> **WHAT THE EXERCISE ASKS**
Once you have read the data below, print all of it exactly.

Stored items from a collection

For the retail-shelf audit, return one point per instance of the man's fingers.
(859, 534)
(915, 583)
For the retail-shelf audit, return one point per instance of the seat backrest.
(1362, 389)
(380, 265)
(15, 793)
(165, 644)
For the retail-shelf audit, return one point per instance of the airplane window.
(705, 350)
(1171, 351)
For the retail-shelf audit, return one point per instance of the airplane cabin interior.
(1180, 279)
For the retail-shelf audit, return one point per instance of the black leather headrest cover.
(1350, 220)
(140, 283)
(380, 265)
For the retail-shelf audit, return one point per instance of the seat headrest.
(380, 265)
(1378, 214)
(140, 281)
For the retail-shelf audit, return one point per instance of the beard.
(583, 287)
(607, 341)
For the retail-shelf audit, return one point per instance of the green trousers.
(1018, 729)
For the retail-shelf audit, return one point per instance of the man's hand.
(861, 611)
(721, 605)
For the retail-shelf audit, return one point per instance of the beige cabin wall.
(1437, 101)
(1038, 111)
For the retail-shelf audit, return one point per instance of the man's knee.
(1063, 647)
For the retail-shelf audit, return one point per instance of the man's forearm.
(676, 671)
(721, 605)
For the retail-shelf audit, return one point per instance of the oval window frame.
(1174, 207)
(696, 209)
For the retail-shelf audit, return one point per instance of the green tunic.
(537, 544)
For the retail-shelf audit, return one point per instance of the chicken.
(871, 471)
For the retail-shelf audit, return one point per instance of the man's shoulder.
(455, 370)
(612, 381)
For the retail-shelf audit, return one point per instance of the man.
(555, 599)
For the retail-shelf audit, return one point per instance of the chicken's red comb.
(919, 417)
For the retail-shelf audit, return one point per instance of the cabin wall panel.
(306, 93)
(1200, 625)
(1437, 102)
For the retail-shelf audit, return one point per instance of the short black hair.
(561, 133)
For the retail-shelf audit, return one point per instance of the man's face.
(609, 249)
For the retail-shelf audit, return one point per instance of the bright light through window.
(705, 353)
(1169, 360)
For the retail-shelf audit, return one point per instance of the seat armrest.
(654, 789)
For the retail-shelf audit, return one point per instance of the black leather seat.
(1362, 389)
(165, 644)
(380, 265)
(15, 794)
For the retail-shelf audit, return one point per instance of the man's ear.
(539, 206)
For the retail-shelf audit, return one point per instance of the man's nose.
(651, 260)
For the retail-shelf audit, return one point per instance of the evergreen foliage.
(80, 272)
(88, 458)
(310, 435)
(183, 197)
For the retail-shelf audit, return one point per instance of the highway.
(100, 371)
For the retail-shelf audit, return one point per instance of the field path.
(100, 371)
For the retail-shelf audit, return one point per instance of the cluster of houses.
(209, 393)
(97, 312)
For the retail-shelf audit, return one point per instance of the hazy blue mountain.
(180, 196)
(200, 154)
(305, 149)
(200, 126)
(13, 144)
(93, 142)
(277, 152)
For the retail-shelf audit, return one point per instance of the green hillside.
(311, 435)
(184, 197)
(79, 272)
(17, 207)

> **EXPECTED ANSWER**
For the retail-shelf audit, return one point per instance of the man's fingers.
(859, 534)
(915, 583)
For the retail-shelf audit, return one point per instance of the seat backrest.
(1362, 389)
(380, 265)
(15, 793)
(165, 644)
For the retail-shelf audit, return one point per instance of the airplane window.
(705, 350)
(1171, 351)
For the retail-shelf audit, return one point per instance of the airplane cabin interior.
(1180, 279)
For the retail-shelf audit, return one point per instance of the black leather headrest cover.
(1350, 220)
(140, 283)
(380, 265)
For the retail-shelf audit, return one point per instance of the seat headrest.
(380, 265)
(1378, 214)
(140, 281)
For the retail-shelf audit, return one point per instance of the beard.
(583, 287)
(607, 341)
For the retail-shelf audit, return one point per instance of the green trousers.
(1018, 729)
For the retail-shelf audit, return one point per instance of the man's hand.
(861, 611)
(721, 605)
For the retail-shelf audit, return one point per instance of the beige cabin wall.
(1437, 101)
(1038, 111)
For the retail-shelf audit, return one point per instance of the man's knee.
(1063, 647)
For the retail-shelf audit, return one point per instance of the man's forearm.
(676, 671)
(721, 605)
For the retail-shelf audit, return one point per instance of the oval window frame.
(1174, 207)
(696, 209)
For the retail-shelf audit, return one point per instance of the green tunic.
(537, 544)
For the retail-shelf audit, return one point per instance of the chicken.
(871, 471)
For the retail-shelf audit, return one point per instance of the man's shoulder.
(455, 370)
(612, 381)
For the retail-shelf audit, return one point per instance of the man.
(555, 599)
For the retail-shelf audit, return one point per instance of the chicken's red comb.
(919, 417)
For the retail-shelf audit, return one point per instance of the cabin wall panel.
(306, 93)
(1200, 625)
(1437, 102)
For the retail-shelf audit, return one point per instance of the short black hair.
(561, 133)
For the retail-shelf audit, return one point per instance of the man's face.
(609, 249)
For the retail-shelf audit, return one point per instance of the bright light through window.
(705, 353)
(1169, 360)
For the retail-shelf audit, return one point per instance of the seat armrest.
(654, 789)
For the retail-shelf audit, return one point per instance of the black leather seat.
(1362, 389)
(165, 644)
(380, 265)
(15, 794)
For the retail-shelf audit, return one point per instance of the man's ear.
(539, 206)
For the retail-shelf audit, return one point per instance of the man's nose.
(651, 260)
For the retail-shelf audit, return one point per instance of the evergreen foliage.
(80, 272)
(88, 458)
(310, 435)
(183, 197)
For the retail-shelf audit, return one point per instance of the highway.
(100, 371)
For the retail-shelf audit, return one point per instance of the field path.
(100, 371)
For the retail-shelf audit, return one point per instance of the cluster of houses.
(209, 393)
(97, 312)
For the retail-shelf audit, return one point per instance of the hazy blue mountain.
(180, 196)
(200, 154)
(305, 149)
(200, 126)
(13, 144)
(93, 142)
(277, 152)
For the retail-shelf audit, return one point per instance of the green hillside.
(311, 435)
(184, 197)
(79, 272)
(17, 207)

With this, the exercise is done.